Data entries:

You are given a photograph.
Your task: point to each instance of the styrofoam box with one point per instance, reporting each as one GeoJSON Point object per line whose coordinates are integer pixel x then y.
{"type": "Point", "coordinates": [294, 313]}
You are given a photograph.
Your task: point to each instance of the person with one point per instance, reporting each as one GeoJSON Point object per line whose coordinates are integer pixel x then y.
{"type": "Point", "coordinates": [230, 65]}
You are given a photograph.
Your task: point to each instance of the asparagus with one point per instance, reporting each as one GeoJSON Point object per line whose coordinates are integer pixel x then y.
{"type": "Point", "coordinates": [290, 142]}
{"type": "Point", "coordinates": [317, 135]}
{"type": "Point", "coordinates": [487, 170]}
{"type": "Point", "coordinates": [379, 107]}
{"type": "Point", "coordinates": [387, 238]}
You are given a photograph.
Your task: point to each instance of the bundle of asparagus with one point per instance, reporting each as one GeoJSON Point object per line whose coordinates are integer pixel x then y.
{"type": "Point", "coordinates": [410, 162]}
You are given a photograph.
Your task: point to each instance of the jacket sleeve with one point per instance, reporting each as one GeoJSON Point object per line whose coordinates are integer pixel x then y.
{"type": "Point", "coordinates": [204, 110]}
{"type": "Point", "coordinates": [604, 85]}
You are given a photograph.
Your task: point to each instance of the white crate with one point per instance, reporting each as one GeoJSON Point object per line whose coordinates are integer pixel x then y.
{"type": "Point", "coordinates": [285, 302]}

### Your goal
Reproduce the data exactly. All of it is needed.

### Solution to this problem
You are given a photograph.
Your task: point to each instance of the styrofoam box with one point per instance, reporting each as one GeoJSON Point object per line whose coordinates are integer pixel x then y.
{"type": "Point", "coordinates": [294, 313]}
You are given a photograph.
Your task: point to each instance of the person with one point per instance, reporting each as one GeoJSON Point object per line whose coordinates are integer pixel x then y.
{"type": "Point", "coordinates": [230, 65]}
You are given a photograph.
Your task: point to each instance of the asparagus with one point per instance, reporting each as one GeoJSON Point object per line whose coordinates are integer pixel x then y.
{"type": "Point", "coordinates": [290, 142]}
{"type": "Point", "coordinates": [317, 135]}
{"type": "Point", "coordinates": [487, 170]}
{"type": "Point", "coordinates": [379, 107]}
{"type": "Point", "coordinates": [387, 238]}
You are given a photograph.
Your task: point to each instance of the bundle of asparagus with one point per instance, reporting each as one GeoJSON Point object per line whose coordinates are integer pixel x then y.
{"type": "Point", "coordinates": [410, 162]}
You are given a photograph.
Your task: point to each instance of the jacket sleeve with one point per instance, reporting each as one GeoJSON Point object per line whose coordinates are integer pixel x then y.
{"type": "Point", "coordinates": [204, 110]}
{"type": "Point", "coordinates": [604, 85]}
You are given a photograph.
Your task: point to each instance of the white crate with one point per instance, reporting each as one GeoJSON Point object per line whose coordinates are integer pixel x then y.
{"type": "Point", "coordinates": [285, 302]}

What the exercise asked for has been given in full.